» SUPPLIED TEXT:
↓

Lucky us! Rachel sought out Shape of Life requesting permission to reference our video in the questions about sponges she created. We heartily agreed and were so impressed with Rachel’s creative approach to teaching we decided to feature her.
“Confession: I didn’t love science throughout school! I have always had a deep sensitivity and love for animals but gravitated more towards classes that focused on written language,” said Rachel. It was when she signed up for an elective class in zoology in her senior year of high school that she was grabbed by science. “I fell in love with the diverse world full of coral, planarians, and sea stars. I decided to major in biology with a secondary in education and additional emphasis on environmental education.”
About Climate Change
Rachel believes she was meant to teach zoology. “I am obsessed with the animal kingdom!” She gets genuinely excited to share new things about animals with her students, and that excitement is contagious. “I love seeing students get hooked on learning about animals and appreciating the beauty of their world at a deeper level.”
“Students are saddened and feel a deep sense of injustice when they hear about the effects of climate on the animals we study. That being said - a wise student once quoted Edward Everett Hale in her ocean pollution research project: I am only one, but I am one. I cannot do everything, but I can do something. And because I cannot do everything, I will not refuse to do something I can."
“Passion is contagious. Let your nerdy side show, and let it show BOLDLY!” shared Rachel.
Rachel teaches high school zoology, anatomy, and physiology.
“I create resources for my students, and I have also had the incredible privilege to share my curriculum with thousands of teachers worldwide through my curriculum development business, Science from Scratch. Creative is one of the top three words I would use to describe myself!” said Rachel.
Rachel’s lessons are designed with three goals: 1. Be academically rigorous and accurate. 2. Be as student-centered and hands-on as possible. 3. Be fun for both the teacher and the student. “I enjoy my job more as a teacher when my students are having a blast. I love hearing from teachers around the world who are falling back in love with teaching using my curriculum.”

↑

» DATASET EXCERPTS:
↓

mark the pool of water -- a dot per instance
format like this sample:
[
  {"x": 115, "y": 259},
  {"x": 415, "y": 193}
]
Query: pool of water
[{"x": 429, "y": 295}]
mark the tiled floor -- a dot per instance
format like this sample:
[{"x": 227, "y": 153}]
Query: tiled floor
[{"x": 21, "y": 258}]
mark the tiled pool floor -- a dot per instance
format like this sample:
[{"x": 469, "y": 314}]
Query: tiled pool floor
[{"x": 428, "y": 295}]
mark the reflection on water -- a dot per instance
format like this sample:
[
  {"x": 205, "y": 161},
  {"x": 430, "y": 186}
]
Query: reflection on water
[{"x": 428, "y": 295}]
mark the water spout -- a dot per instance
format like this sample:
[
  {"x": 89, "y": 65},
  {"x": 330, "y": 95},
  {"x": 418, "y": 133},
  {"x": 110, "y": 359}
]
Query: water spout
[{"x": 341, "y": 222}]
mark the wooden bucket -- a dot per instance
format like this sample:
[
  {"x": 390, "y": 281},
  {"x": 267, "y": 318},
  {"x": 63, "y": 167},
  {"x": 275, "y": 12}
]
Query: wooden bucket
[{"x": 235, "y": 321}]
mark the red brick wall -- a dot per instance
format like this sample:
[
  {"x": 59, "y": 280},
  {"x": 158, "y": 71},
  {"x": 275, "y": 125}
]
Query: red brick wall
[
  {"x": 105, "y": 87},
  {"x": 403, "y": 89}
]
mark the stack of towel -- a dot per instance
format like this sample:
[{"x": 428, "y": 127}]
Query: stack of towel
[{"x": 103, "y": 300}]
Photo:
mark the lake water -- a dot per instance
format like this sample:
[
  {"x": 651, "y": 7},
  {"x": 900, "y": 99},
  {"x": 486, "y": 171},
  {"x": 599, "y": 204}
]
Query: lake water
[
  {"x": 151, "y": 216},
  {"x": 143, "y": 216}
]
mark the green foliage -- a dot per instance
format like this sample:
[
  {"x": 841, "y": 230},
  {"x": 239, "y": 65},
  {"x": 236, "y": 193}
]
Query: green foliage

↑

» TASKS TO COMPLETE:
(a) In the teacher profile above, what is the name of Rachel's curriculum development business?
(b) Write the next part of the teacher profile, starting after its last sentence.

» PER-TASK ANSWERS:
(a) Science from Scratch

(b)
Rachel adores teaching zoology. “What do children naturally love from a young age? Animals and trucks! I don’t want to teach about trucks, but I do draw upon their un-fostered affinity for animals,” says Rachel.
“Zoology is the best kind of gross that leaves you always wanting to know more. It’s the coolest class in school!”
Rachel has created a full-year anatomy and physiology curriculum for 10th through 12th grade students. She is currently working on a full-year zoology curriculum for 11th and 12th grade, which is slated to be finished in 2024.
Where Shape of Life Fits In
“I stumbled upon Shape of Life during remote learning in 2020… and man, what a find it has been!”, said Rachel. She shows Shape of Life videos towards the end of each zoology unit to solidify what students have learned and as “amazing examples of each animal phylum”.
Her students’ favorite videos are filter-feeding sponge and colored dye, stomphia escaping a predator, penis-fencing amongst planarians, and sunflower sea star hunting. We, of course, don’t mean to brag, but Rachel thinks “these videos are top-notch. Shape of Life has truly thought of everything!” Aw shucks.
What Students Need
Rachel believes high school students are desperate for connection to committed teachers. “They want to learn, and they want to know that you care for and are proud of them. I like building curriculum that provides opportunities to build their confidence.”
Lucky us and lucky students to have Rachel Miller as their teacher.